START PROVIDED DATA

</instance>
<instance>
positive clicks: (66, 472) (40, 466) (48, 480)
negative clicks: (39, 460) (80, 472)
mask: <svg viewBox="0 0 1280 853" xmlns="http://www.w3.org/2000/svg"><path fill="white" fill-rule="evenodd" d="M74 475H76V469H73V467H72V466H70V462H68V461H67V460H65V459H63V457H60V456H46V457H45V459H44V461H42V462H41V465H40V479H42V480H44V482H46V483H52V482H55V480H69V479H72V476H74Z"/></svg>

END PROVIDED DATA

I'd like an exact copy of the lines above, from the very first one through the line that contains "positive clicks: (66, 472)", with nothing else added.

</instance>
<instance>
positive clicks: (66, 472) (40, 466) (48, 480)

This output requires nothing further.